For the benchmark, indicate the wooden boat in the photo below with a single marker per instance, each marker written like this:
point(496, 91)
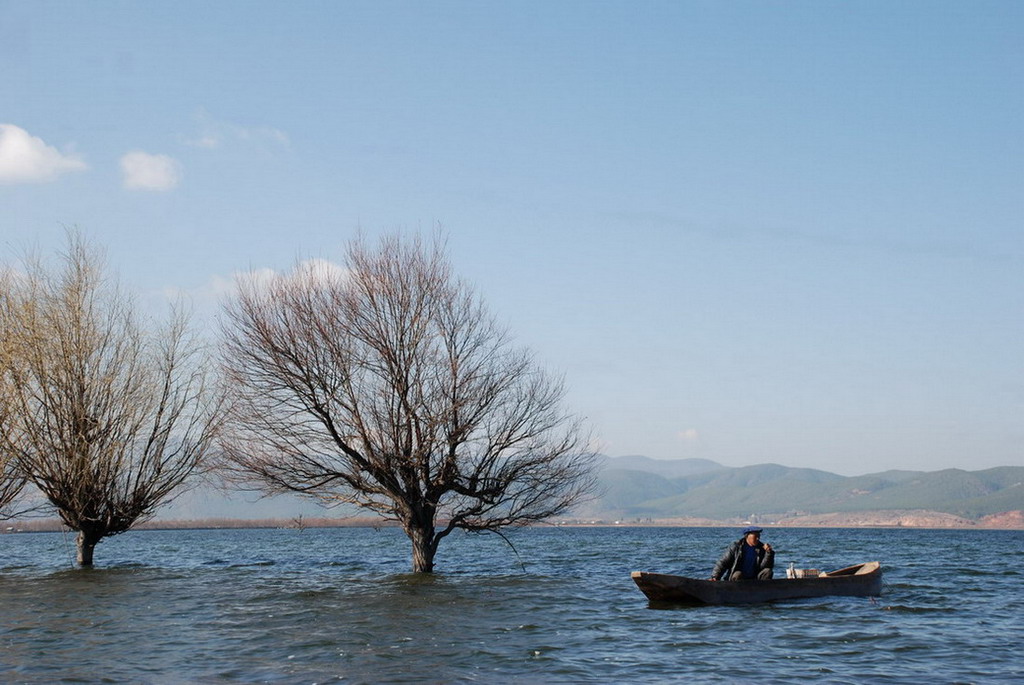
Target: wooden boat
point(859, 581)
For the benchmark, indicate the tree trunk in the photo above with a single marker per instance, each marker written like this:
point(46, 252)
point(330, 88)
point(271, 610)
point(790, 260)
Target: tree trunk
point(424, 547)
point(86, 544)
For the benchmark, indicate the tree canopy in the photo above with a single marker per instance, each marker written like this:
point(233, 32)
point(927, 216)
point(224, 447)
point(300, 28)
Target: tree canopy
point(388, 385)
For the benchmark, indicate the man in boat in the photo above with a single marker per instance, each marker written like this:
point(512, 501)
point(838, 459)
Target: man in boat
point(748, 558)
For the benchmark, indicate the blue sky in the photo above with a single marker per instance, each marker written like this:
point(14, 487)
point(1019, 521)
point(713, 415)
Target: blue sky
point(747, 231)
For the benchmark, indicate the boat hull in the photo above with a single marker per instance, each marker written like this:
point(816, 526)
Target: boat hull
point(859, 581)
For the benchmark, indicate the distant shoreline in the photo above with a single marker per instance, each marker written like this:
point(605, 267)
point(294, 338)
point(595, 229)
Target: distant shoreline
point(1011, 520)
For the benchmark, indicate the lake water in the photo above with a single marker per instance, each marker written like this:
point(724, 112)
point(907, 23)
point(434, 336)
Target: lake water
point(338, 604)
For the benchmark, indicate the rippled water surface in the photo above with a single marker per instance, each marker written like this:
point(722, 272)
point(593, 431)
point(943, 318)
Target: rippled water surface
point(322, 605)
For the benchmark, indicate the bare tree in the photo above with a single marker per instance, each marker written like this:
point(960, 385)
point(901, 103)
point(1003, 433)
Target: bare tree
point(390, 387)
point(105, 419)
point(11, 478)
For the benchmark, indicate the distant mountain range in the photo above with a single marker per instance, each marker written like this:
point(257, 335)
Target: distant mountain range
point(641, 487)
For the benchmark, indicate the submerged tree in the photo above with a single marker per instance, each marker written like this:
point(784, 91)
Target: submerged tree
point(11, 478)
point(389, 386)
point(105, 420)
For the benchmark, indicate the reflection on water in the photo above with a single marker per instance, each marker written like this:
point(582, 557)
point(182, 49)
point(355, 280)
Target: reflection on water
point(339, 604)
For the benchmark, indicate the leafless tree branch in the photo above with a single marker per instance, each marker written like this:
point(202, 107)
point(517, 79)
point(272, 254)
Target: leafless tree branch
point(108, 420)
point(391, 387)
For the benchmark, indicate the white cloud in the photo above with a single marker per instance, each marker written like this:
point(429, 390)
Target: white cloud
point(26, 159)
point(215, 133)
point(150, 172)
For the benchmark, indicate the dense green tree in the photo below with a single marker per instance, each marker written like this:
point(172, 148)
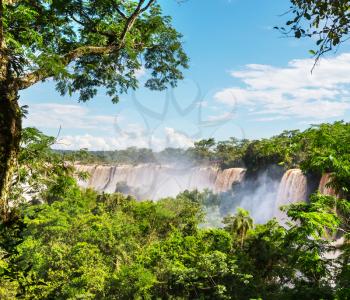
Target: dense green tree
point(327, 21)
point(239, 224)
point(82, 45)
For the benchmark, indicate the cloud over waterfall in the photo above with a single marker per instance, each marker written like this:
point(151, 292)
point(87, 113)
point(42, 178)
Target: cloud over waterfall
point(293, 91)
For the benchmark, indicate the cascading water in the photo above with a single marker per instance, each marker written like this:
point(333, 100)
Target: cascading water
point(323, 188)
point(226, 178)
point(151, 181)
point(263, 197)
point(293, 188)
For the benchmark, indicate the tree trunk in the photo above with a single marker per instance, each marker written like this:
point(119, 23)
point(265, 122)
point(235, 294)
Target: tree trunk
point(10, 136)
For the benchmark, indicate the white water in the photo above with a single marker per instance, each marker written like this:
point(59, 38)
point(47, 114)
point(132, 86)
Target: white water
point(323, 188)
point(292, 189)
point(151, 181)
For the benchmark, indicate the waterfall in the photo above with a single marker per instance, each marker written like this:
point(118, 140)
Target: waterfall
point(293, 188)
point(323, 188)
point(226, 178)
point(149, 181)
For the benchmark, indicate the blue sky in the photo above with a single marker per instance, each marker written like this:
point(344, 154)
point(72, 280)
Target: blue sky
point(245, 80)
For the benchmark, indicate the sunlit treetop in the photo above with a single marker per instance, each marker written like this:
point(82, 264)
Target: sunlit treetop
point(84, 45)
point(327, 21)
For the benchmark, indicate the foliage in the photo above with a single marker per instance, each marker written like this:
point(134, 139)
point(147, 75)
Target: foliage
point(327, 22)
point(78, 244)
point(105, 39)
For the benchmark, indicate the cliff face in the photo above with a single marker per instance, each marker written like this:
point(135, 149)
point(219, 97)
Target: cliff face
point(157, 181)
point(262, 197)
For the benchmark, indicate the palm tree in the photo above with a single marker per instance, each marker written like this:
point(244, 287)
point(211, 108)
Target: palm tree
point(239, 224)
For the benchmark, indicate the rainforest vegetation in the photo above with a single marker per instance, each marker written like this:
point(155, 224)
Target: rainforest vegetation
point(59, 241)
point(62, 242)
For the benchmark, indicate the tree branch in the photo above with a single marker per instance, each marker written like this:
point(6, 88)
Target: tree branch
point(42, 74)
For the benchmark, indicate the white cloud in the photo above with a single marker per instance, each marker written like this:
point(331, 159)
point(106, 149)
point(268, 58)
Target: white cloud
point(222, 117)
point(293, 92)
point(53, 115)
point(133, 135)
——
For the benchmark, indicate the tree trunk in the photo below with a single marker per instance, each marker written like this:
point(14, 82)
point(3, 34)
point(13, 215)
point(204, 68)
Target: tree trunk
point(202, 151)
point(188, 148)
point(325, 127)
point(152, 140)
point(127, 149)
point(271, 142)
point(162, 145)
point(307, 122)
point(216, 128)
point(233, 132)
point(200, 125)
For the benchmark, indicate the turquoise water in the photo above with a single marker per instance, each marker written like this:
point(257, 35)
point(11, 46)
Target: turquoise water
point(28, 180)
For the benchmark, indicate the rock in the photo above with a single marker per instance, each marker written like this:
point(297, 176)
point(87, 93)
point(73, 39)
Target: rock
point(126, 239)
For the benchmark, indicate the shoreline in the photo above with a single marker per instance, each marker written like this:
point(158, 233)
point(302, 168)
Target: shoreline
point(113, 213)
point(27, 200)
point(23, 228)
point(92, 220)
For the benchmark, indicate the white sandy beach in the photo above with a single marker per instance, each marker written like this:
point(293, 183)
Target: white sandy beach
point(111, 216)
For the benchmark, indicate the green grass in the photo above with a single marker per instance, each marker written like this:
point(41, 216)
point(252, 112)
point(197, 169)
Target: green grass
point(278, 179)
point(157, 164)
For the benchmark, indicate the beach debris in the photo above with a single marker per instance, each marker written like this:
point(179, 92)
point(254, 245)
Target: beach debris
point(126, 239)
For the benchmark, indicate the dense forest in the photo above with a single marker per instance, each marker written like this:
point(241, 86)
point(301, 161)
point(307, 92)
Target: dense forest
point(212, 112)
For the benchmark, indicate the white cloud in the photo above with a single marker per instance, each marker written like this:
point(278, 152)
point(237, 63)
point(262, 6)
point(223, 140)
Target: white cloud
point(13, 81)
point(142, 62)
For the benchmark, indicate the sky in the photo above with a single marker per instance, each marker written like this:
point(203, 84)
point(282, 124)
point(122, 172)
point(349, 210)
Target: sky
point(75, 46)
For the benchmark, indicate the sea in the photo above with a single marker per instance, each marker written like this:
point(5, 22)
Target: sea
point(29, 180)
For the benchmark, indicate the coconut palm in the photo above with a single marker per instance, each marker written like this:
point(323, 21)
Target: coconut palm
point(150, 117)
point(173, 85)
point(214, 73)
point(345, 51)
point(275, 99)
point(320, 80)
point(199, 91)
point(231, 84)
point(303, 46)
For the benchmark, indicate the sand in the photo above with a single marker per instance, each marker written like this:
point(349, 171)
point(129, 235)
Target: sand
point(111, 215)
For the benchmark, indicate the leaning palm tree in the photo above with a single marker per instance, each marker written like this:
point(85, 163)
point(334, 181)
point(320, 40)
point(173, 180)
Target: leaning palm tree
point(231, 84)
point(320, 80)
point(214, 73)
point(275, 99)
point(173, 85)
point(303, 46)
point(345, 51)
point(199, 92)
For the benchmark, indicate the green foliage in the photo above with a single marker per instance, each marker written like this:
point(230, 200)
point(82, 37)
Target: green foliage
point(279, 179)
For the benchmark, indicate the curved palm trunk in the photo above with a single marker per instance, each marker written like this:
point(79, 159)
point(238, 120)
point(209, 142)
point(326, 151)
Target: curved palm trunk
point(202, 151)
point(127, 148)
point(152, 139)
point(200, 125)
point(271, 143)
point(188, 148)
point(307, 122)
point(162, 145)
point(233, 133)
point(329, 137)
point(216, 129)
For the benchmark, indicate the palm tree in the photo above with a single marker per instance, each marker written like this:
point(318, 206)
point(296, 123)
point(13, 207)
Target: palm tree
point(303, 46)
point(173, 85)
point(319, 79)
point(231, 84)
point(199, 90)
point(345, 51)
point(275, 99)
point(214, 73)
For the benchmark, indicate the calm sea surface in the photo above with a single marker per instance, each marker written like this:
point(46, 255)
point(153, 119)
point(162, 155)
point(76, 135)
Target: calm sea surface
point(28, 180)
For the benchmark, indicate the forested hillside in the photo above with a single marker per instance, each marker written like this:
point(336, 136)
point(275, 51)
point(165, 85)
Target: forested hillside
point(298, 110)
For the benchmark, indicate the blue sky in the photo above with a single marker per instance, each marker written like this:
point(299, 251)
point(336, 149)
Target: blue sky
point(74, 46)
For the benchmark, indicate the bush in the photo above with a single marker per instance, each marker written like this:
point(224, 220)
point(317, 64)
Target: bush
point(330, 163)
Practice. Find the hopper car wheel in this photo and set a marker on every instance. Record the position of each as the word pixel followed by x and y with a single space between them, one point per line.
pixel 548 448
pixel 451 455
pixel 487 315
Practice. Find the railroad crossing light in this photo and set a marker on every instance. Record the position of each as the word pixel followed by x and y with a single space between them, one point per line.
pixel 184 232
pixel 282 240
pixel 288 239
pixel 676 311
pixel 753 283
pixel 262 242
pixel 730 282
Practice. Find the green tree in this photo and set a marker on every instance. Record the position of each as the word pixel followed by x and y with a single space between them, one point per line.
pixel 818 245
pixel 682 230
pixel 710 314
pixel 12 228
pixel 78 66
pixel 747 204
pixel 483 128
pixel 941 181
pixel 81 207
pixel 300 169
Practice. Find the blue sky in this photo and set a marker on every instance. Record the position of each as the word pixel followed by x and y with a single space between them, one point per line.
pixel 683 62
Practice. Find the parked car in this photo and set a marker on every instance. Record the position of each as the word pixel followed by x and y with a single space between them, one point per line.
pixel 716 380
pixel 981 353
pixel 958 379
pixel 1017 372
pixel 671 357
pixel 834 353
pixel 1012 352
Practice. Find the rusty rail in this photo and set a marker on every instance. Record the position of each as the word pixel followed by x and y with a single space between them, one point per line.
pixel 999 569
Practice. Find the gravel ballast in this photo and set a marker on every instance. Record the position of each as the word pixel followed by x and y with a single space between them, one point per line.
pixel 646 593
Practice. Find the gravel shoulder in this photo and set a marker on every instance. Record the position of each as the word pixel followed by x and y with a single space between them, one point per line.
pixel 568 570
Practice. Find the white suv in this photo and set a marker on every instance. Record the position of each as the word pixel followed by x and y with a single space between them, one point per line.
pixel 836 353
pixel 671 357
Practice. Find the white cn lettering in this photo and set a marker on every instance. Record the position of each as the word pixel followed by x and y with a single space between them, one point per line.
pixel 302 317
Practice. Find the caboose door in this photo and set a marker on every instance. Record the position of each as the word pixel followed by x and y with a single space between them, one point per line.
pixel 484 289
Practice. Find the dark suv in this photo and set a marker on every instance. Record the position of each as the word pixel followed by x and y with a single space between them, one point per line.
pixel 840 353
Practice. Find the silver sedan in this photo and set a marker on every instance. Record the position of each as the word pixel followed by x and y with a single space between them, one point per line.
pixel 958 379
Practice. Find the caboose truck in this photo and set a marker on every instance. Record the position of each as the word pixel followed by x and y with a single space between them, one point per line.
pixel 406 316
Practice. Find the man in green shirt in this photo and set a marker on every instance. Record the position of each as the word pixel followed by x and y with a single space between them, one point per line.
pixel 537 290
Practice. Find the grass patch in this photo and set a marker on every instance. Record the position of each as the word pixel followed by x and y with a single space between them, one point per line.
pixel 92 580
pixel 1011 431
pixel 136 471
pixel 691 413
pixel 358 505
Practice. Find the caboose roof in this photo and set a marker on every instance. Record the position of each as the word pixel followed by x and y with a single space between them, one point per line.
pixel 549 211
——
## EXERCISE REQUIREMENTS
Locate every line in the records above that contains the word "below" and copy each such line in full. Case counts.

## EXERCISE ANSWER
For the benchmark, indicate the wooden boat in the photo below with a single marker per instance, each marker written like this:
For the benchmark, indicate the dense green tree in the photo below with a single marker per instance, each marker written like this:
For the benchmark, indicate the tree trunk in the photo below with a single marker per instance, each marker written like this:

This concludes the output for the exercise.